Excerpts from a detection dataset

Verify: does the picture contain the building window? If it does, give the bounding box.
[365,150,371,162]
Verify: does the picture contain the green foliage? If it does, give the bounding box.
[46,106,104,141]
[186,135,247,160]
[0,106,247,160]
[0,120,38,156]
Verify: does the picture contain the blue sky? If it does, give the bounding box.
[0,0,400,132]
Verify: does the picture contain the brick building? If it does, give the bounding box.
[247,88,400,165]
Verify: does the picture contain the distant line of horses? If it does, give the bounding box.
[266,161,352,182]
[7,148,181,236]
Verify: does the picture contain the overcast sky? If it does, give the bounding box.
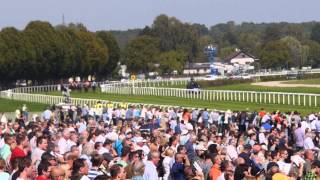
[0,0,320,31]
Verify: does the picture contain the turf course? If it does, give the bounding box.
[284,78,320,85]
[153,79,320,94]
[33,91,319,114]
[0,98,46,112]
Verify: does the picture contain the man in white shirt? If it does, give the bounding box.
[31,136,48,167]
[143,152,160,180]
[58,129,70,155]
[67,133,79,151]
[303,133,318,150]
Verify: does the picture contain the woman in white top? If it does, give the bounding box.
[70,158,90,180]
[162,148,174,180]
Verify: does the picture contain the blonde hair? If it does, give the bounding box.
[132,161,145,176]
[164,148,174,157]
[81,143,94,156]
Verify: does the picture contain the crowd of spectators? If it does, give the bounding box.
[0,104,320,180]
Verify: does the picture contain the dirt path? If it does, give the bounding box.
[251,81,320,88]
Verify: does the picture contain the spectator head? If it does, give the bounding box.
[211,154,221,166]
[132,161,145,176]
[18,157,33,177]
[37,161,51,178]
[37,136,48,150]
[81,143,94,156]
[4,134,14,145]
[102,153,113,168]
[16,134,29,147]
[304,149,314,161]
[62,129,70,139]
[70,145,80,157]
[220,160,233,172]
[91,154,103,167]
[148,151,160,165]
[177,145,187,154]
[110,164,126,180]
[175,153,185,163]
[50,167,66,180]
[41,152,57,166]
[72,159,89,175]
[311,160,320,174]
[0,158,6,171]
[164,148,174,157]
[267,162,279,175]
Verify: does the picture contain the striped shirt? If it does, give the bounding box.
[88,169,103,180]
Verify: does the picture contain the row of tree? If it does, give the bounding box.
[0,21,120,83]
[118,15,320,73]
[0,15,320,82]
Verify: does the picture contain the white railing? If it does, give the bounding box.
[101,85,320,107]
[12,85,60,93]
[1,76,320,107]
[0,89,200,110]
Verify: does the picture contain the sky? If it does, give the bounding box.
[0,0,320,31]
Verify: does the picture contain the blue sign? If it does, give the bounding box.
[204,45,218,75]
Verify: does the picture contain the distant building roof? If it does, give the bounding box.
[225,50,256,64]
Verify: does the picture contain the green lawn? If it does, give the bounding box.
[146,79,320,94]
[0,98,46,112]
[33,91,319,114]
[205,83,320,94]
[283,78,320,85]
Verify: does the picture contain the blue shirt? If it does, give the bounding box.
[171,162,186,180]
[202,111,209,120]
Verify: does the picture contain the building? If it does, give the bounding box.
[224,49,258,72]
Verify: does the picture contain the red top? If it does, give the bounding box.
[10,147,27,162]
[36,176,50,180]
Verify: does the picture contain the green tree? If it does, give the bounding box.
[96,31,120,75]
[159,51,187,74]
[123,36,159,73]
[260,41,292,69]
[280,36,304,67]
[311,23,320,43]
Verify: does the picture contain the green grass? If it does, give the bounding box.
[143,79,320,94]
[205,83,320,94]
[33,91,318,114]
[283,78,320,85]
[0,98,46,112]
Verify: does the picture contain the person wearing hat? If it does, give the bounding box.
[304,160,320,180]
[99,153,114,176]
[162,147,175,180]
[258,127,267,144]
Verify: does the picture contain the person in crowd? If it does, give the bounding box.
[0,102,320,180]
[0,158,10,179]
[70,158,90,180]
[36,161,51,180]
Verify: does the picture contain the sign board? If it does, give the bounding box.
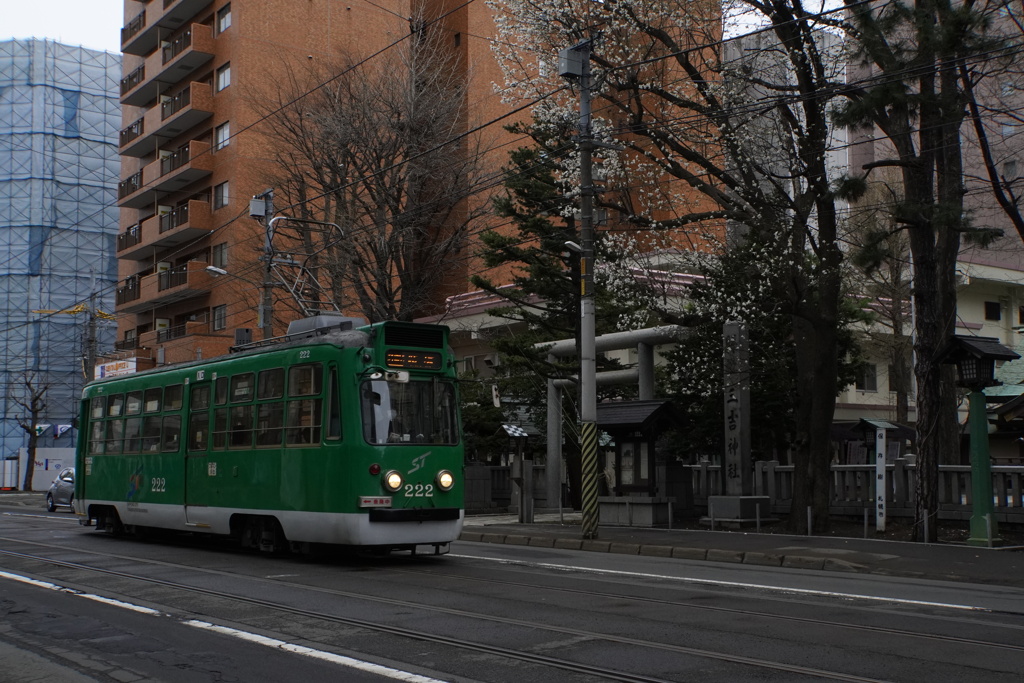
[94,358,137,380]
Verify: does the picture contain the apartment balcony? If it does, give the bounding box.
[121,0,213,56]
[118,200,213,261]
[118,169,157,209]
[118,83,213,157]
[150,140,214,195]
[139,321,219,347]
[121,24,213,109]
[116,261,214,313]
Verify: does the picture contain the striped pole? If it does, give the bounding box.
[580,422,598,539]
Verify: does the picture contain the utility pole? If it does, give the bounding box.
[85,287,96,382]
[558,39,598,539]
[249,188,273,340]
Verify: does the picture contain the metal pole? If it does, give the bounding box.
[545,355,562,511]
[967,389,1001,546]
[575,41,598,539]
[254,190,275,340]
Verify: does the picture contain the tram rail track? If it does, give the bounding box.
[0,538,892,683]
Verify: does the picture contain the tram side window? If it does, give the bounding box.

#### Problem details
Echo every one of the entries above line for line, without any of the pictures.

#### Written response
Verify: does the picture contain the building window? If it does, give the bounding box.
[365,150,371,162]
Verify: does the picture contain the green foliage? If it does, give the bounding box.
[46,106,104,141]
[186,135,247,160]
[0,106,247,160]
[0,120,38,156]
Verify: does the picture contain the blue sky? If it does, give the bounding box.
[0,0,400,132]
Verify: does the picture contain the brick building? If it does, give the bounding box.
[247,88,400,165]
Verify: does the picture contain the distant line of horses? If it does, give the bounding box.
[266,161,352,182]
[7,148,181,236]
Verify: does the picture contain the overcast sky? If it does, give the bounding box.
[0,0,320,31]
Verify: does the picture contain the turf course? If it does, give the bounding box.
[284,78,320,85]
[153,79,320,94]
[33,91,319,114]
[0,98,46,112]
Verify: does the picture contain the man in white shirt? If it does, give the bounding box.
[31,136,48,167]
[143,152,160,180]
[58,129,70,155]
[67,133,79,151]
[303,133,318,150]
Verify: does the picture contain the woman in white top? If it does, give the bounding box.
[70,158,90,180]
[162,148,174,180]
Verify: does the picture contain the blonde hair? If it does, give the bounding box.
[132,161,145,176]
[164,148,174,157]
[81,143,94,156]
Verify: does the picture contain the crowd of spectators? If it does, give the bounding box.
[0,104,320,180]
Verify: does the picture contain the dirt path? If it does, give the bounding box.
[251,81,320,88]
Verify: does the picture contain the spectator head? If it does, give the bounding box.
[211,154,221,166]
[132,161,145,176]
[18,157,33,177]
[37,161,51,178]
[37,136,48,150]
[81,143,94,156]
[4,134,14,145]
[102,153,113,168]
[16,134,29,147]
[304,149,314,161]
[62,129,70,139]
[70,145,80,157]
[220,160,233,172]
[91,154,103,167]
[148,151,160,165]
[177,145,187,154]
[110,164,126,180]
[175,153,185,163]
[50,167,66,180]
[41,152,57,166]
[72,159,89,175]
[311,160,320,174]
[0,158,6,171]
[164,148,174,157]
[267,162,279,175]
Verify: does the picture contain the striped shirt? If it does, give the bounding box.
[88,169,103,180]
Verify: does the picture contain the row of tree? If it does, give the bounding box.
[0,21,120,83]
[118,15,320,73]
[0,15,320,82]
Verify: does the picture contain the white railing? If it does, give the bounding box.
[101,85,320,107]
[12,85,60,93]
[1,76,320,107]
[0,89,200,110]
Verify: does the picture contain the sky? If it does, give the bounding box.
[0,0,320,31]
Verify: does the picture contain the blue sign? If it does, give the bounding box.
[204,45,218,75]
Verify: does the picture contain the distant building roof? If it does, give the bounding box.
[225,50,256,64]
Verify: does the picture contain the green lawn? If it does, give the bounding box.
[146,79,320,94]
[0,98,46,112]
[33,91,319,114]
[205,83,320,94]
[283,78,320,85]
Verify: does the picture contain the blue shirt? If it does, give the bounding box.
[171,162,186,180]
[202,111,209,120]
Verify: does the picture contain the building? If it does, give the bounding box.
[224,49,258,72]
Verify: does the picture contain the red top? If it does, give the bounding box.
[10,147,27,162]
[36,176,50,180]
Verify: does the picture contain the green tree? If it does, give the bounding box.
[96,31,120,75]
[159,51,187,74]
[123,36,159,73]
[260,41,292,69]
[280,36,304,67]
[311,23,320,43]
Verify: does the picture contain the green grass? If it does, give the bounding box.
[143,79,320,94]
[205,83,320,94]
[33,91,318,114]
[283,78,320,85]
[0,98,46,112]
Verify: does the picture contain the person wearing hat? If it does, give the bounding box.
[304,160,320,180]
[99,153,114,176]
[162,147,175,180]
[258,127,267,144]
Verify: does the picture contain the person in crowd? If it does, give the bounding box.
[0,102,320,180]
[0,158,10,179]
[70,158,90,180]
[36,161,51,180]
Verify: does the picture contain the sign board? If it does, give the bounding box.
[94,358,137,380]
Verify: does the picture contain the apartment balcony? If it does, give the bounding box.
[121,0,213,56]
[118,200,213,261]
[118,169,157,209]
[118,83,213,157]
[150,140,214,195]
[139,321,219,347]
[121,24,213,109]
[116,261,214,313]
Verify: does the picture contain the striped pole? If it does, give the bounding box.
[580,422,598,539]
Verify: does the picture contain the utility pole? If it does, give the bounding box.
[85,287,96,382]
[558,39,598,539]
[249,188,273,340]
Verify: does the picture contain the metal pole? If it does, give the bounding box.
[545,355,562,511]
[967,389,1001,546]
[575,41,598,539]
[254,190,275,340]
Verify: does the picture contain the tram rail track? If it does, give the bounding box.
[0,538,892,683]
Verify: does the picture contain the tram side window? If it does, give the bounding box.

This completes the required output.